What the task asks — What is the number of lines in the entries that contain the word "leaves"? Answer with that figure alone.

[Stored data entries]
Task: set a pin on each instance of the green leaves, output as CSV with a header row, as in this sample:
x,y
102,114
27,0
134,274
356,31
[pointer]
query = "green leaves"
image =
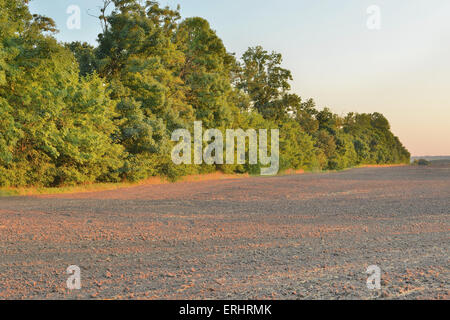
x,y
75,113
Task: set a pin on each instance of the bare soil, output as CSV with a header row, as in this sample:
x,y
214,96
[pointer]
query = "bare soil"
x,y
309,236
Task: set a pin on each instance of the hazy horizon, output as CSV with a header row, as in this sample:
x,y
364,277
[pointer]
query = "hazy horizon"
x,y
400,70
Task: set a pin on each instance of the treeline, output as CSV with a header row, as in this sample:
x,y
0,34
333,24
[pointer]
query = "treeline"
x,y
73,113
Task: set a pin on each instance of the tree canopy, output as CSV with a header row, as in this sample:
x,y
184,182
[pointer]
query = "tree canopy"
x,y
73,113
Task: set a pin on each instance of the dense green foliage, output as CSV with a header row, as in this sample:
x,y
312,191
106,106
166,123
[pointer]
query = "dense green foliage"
x,y
74,113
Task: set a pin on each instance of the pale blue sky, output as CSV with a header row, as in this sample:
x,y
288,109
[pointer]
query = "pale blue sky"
x,y
402,70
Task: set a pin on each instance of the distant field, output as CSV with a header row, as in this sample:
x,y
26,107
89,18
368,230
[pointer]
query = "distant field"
x,y
304,236
432,158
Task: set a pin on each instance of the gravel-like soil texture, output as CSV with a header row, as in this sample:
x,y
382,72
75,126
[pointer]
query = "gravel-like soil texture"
x,y
309,236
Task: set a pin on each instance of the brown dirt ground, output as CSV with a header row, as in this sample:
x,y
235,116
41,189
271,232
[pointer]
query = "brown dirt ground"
x,y
308,236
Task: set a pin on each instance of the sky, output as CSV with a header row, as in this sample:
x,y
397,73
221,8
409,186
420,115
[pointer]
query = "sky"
x,y
401,69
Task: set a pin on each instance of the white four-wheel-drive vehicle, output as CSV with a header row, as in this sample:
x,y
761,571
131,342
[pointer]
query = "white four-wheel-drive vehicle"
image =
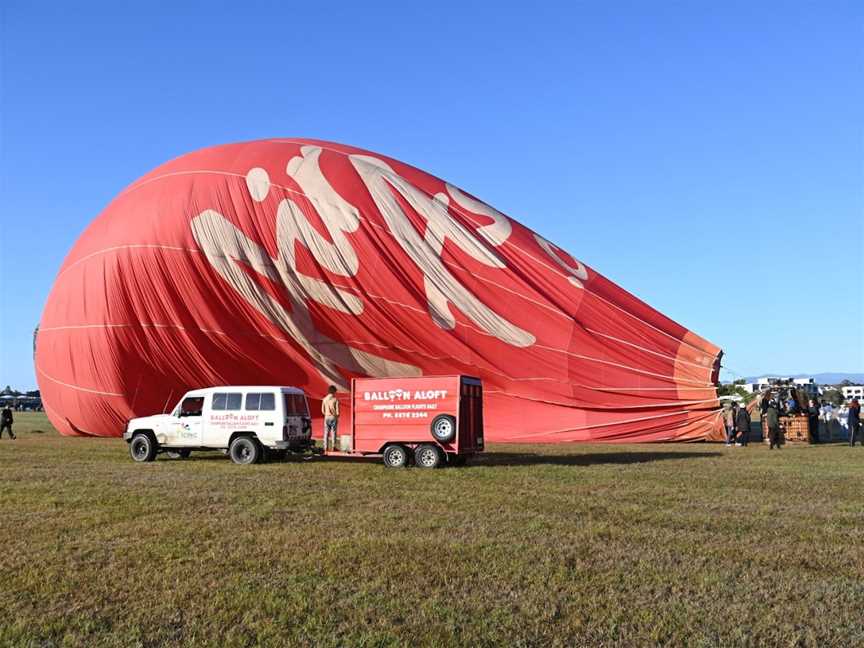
x,y
247,422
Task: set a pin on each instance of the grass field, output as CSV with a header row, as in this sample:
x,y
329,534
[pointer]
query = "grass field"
x,y
694,545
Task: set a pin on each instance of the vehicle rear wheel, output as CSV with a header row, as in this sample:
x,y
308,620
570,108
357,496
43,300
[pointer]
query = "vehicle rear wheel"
x,y
444,428
428,456
396,456
142,447
245,450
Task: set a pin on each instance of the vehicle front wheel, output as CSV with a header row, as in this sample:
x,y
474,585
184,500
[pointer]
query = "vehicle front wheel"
x,y
428,456
142,448
245,450
396,456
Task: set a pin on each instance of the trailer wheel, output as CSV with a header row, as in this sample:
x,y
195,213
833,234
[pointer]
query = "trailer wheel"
x,y
142,447
444,428
428,456
396,456
244,450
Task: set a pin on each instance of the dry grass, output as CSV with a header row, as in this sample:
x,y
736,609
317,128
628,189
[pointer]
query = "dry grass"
x,y
574,545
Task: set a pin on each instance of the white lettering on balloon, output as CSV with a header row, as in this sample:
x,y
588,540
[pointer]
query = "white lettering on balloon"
x,y
576,274
228,249
441,287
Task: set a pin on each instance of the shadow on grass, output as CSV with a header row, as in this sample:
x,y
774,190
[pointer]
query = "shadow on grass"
x,y
487,459
599,458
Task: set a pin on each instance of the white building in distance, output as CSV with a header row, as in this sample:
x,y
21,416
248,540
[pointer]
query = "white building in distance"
x,y
806,386
852,391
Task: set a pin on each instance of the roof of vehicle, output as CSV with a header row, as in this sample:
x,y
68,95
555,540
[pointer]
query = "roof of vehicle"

Expected answer — 2